Could the lines from the start of the data through the line with "sample = <point>424,845</point>" be set down exactly, with no pictures among them?

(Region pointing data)
--- START ---

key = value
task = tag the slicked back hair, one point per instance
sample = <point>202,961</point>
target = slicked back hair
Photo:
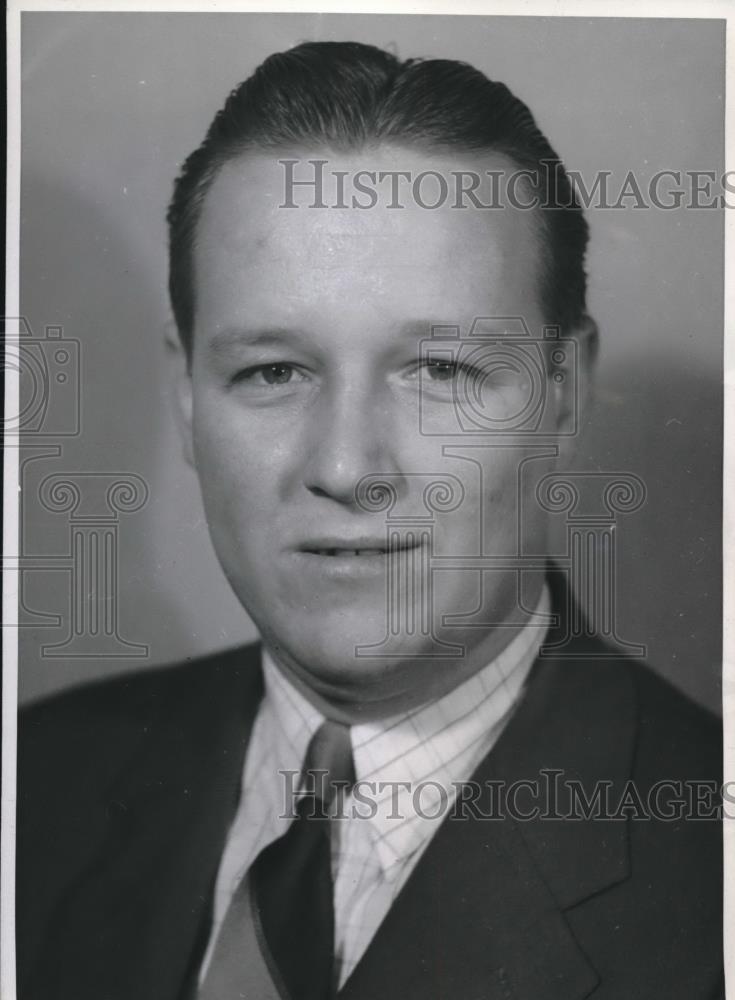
<point>344,96</point>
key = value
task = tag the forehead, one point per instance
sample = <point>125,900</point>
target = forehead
<point>262,247</point>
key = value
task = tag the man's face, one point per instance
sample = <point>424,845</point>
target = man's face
<point>307,376</point>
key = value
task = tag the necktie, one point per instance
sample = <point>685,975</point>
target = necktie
<point>290,888</point>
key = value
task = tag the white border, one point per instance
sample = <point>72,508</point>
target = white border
<point>703,9</point>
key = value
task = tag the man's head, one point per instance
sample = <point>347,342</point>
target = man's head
<point>304,331</point>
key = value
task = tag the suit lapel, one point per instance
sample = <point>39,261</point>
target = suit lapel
<point>136,924</point>
<point>482,914</point>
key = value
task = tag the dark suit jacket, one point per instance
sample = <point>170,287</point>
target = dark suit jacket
<point>126,789</point>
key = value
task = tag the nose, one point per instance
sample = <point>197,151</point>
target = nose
<point>347,438</point>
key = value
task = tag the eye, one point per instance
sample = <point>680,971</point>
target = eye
<point>273,374</point>
<point>441,371</point>
<point>277,374</point>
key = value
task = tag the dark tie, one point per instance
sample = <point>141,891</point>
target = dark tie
<point>290,888</point>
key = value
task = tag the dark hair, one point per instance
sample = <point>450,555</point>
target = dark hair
<point>345,95</point>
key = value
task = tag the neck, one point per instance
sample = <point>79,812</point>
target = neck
<point>402,684</point>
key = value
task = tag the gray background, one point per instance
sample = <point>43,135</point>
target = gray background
<point>112,103</point>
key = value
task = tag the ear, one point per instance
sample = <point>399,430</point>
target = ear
<point>572,380</point>
<point>180,375</point>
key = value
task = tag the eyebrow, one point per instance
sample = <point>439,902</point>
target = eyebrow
<point>231,338</point>
<point>225,340</point>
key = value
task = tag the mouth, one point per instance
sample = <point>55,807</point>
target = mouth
<point>359,548</point>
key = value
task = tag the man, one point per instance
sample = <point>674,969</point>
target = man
<point>378,376</point>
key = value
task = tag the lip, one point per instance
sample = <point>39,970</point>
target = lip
<point>351,559</point>
<point>341,547</point>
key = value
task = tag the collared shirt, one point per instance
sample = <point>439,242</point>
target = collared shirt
<point>407,769</point>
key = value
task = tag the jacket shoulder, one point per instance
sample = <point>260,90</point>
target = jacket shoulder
<point>98,723</point>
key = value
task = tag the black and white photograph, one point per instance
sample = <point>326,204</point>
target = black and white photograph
<point>364,486</point>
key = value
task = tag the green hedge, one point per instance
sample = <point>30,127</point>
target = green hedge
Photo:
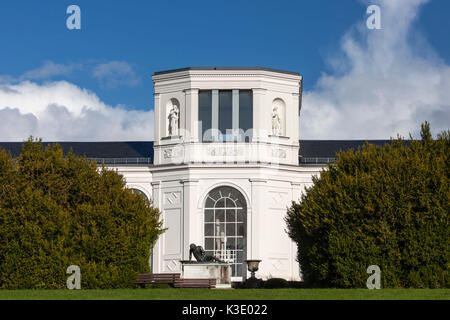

--- END ---

OUTPUT BELOW >>
key = value
task = tag the slicked back hair, one point per instance
sample = <point>202,961</point>
target = slicked back hair
Photo:
<point>344,96</point>
key = value
task = tag the forehead, one point per instance
sample = <point>125,900</point>
target = forehead
<point>262,247</point>
key = value
task = tag the man's face, one point per instance
sample = <point>424,845</point>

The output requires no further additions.